> _EXERCISE AIM_
Scan the entries below and return each line that contains "stand".

-- TASK INPUTS follows --

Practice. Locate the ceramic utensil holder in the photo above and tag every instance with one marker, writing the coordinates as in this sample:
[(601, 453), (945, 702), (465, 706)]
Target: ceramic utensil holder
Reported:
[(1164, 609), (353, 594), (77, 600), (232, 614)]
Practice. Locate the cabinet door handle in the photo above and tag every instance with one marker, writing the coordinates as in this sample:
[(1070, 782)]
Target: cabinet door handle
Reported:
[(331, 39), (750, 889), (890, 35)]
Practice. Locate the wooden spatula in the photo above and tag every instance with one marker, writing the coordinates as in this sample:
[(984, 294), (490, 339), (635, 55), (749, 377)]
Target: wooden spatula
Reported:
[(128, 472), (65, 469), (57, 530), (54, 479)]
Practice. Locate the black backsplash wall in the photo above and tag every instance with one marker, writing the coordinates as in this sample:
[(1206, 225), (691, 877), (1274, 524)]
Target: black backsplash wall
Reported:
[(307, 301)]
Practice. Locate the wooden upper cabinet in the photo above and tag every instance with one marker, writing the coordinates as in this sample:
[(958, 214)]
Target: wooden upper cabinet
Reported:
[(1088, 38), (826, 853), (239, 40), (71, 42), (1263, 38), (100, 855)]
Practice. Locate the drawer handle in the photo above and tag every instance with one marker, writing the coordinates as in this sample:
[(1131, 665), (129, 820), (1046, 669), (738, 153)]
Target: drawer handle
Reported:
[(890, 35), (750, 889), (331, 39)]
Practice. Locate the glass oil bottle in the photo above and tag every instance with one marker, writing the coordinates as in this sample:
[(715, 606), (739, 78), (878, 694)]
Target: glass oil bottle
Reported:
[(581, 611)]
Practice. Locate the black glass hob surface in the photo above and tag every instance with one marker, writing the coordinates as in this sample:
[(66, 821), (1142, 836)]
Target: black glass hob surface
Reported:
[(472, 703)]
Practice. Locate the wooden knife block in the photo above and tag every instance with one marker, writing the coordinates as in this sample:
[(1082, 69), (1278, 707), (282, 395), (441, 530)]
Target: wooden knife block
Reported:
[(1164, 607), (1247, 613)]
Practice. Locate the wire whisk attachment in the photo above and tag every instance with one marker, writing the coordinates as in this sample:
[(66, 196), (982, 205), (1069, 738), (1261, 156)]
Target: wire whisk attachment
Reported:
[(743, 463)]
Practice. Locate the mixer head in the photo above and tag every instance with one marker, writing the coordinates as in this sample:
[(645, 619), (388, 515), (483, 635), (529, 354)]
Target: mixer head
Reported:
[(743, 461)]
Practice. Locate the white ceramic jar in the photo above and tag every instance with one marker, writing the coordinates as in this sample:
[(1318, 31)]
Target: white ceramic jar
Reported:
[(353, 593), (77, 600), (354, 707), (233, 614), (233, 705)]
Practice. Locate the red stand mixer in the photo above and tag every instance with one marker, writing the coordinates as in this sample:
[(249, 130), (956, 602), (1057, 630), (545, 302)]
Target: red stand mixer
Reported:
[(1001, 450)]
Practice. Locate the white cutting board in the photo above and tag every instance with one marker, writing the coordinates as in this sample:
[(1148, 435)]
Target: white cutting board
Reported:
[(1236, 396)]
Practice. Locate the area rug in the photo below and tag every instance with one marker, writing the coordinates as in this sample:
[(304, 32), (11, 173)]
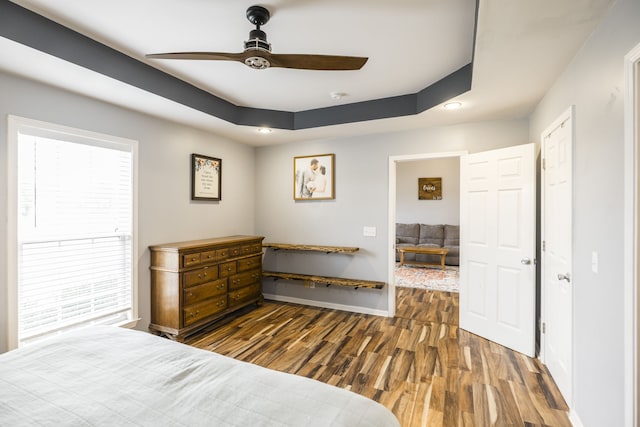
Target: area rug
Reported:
[(428, 278)]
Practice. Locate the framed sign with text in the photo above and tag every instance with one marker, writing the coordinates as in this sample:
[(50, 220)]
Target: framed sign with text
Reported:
[(206, 178)]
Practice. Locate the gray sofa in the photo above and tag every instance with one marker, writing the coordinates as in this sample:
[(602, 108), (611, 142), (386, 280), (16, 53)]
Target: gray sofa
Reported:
[(437, 236)]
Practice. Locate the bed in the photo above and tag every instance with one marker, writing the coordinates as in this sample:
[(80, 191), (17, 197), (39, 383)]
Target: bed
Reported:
[(119, 377)]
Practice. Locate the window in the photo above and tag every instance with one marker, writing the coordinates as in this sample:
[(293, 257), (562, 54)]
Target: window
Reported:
[(72, 247)]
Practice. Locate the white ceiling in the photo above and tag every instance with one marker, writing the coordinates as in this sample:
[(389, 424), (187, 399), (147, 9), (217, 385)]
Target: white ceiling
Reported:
[(520, 48)]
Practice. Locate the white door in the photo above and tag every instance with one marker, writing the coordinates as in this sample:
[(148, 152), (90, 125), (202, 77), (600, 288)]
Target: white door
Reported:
[(497, 246), (557, 293)]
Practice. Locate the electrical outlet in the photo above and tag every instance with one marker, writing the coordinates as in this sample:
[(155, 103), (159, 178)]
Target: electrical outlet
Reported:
[(369, 232)]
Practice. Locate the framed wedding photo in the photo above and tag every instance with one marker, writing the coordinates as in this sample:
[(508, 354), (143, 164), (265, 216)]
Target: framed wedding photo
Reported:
[(314, 177), (206, 178)]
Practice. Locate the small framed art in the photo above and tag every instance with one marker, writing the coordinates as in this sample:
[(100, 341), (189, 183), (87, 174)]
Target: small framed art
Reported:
[(206, 178), (429, 188), (314, 177)]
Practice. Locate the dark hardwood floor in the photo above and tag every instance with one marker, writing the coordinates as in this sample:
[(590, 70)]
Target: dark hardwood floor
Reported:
[(419, 364)]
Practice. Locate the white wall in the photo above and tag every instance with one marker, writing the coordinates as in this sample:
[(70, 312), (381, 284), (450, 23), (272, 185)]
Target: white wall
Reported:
[(361, 200), (594, 83), (409, 209), (166, 213)]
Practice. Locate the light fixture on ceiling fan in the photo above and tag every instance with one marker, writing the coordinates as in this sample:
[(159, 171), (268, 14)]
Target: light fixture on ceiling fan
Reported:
[(257, 52)]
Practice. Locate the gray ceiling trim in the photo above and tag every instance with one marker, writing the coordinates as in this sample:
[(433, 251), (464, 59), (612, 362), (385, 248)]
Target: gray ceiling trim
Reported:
[(30, 29)]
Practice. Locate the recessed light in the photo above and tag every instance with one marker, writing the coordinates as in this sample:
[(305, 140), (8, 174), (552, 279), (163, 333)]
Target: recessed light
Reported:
[(452, 105)]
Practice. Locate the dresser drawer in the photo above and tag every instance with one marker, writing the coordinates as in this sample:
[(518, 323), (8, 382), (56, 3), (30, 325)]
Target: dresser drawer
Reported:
[(197, 312), (222, 254), (245, 279), (241, 295), (253, 248), (201, 275), (208, 257), (189, 260), (199, 293), (228, 269), (250, 263)]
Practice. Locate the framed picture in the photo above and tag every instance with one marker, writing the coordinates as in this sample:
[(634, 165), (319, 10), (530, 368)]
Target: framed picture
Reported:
[(429, 188), (314, 177), (206, 178)]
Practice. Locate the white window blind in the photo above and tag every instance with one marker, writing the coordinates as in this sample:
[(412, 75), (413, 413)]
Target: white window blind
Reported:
[(74, 232)]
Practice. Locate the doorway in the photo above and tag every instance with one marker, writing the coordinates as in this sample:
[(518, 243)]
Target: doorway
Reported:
[(632, 236), (393, 164)]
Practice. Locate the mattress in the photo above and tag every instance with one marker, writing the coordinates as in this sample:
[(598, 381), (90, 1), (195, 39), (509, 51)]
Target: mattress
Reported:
[(110, 376)]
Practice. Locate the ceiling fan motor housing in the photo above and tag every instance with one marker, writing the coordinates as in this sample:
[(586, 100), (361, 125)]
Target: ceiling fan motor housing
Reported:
[(257, 40)]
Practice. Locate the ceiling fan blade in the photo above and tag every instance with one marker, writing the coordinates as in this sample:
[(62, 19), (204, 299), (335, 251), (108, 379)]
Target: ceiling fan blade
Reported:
[(219, 56), (316, 62)]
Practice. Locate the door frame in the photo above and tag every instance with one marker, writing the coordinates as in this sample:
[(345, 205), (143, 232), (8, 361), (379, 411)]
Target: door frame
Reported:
[(632, 238), (391, 255), (568, 114)]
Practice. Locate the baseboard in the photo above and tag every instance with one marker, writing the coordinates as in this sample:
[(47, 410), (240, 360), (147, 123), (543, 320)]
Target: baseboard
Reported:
[(323, 304), (575, 420)]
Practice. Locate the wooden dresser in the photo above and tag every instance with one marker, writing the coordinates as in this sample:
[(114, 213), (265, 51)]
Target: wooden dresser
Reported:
[(197, 282)]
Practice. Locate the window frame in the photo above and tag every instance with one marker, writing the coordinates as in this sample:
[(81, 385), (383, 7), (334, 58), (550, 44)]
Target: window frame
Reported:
[(15, 125)]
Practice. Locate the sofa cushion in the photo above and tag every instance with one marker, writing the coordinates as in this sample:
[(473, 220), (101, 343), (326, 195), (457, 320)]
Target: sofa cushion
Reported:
[(407, 233), (451, 235), (431, 234)]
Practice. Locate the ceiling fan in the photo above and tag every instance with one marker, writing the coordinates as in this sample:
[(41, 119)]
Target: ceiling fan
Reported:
[(257, 52)]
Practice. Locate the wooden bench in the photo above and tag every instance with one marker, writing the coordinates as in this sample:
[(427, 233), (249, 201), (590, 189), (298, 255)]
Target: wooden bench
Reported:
[(310, 280), (423, 250)]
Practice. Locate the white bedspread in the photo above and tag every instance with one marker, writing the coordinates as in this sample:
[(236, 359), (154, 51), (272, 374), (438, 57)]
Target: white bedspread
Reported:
[(108, 376)]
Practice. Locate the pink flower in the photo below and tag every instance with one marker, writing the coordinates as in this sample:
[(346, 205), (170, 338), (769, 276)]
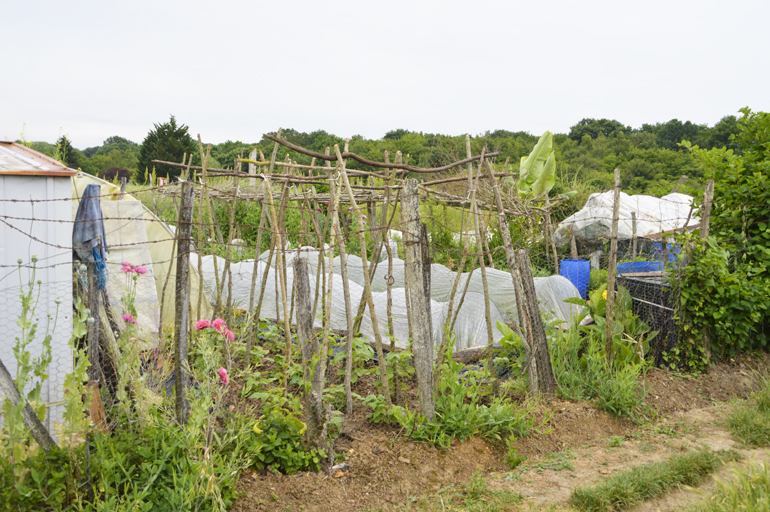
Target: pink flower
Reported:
[(217, 324)]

-- TASK INPUTS concluded --

> _EXERCISE RESULT_
Practice. Locate the red stand mixer in the photo above and tag every instance with one marker, writing the coordinates as in this sample:
Target: red stand mixer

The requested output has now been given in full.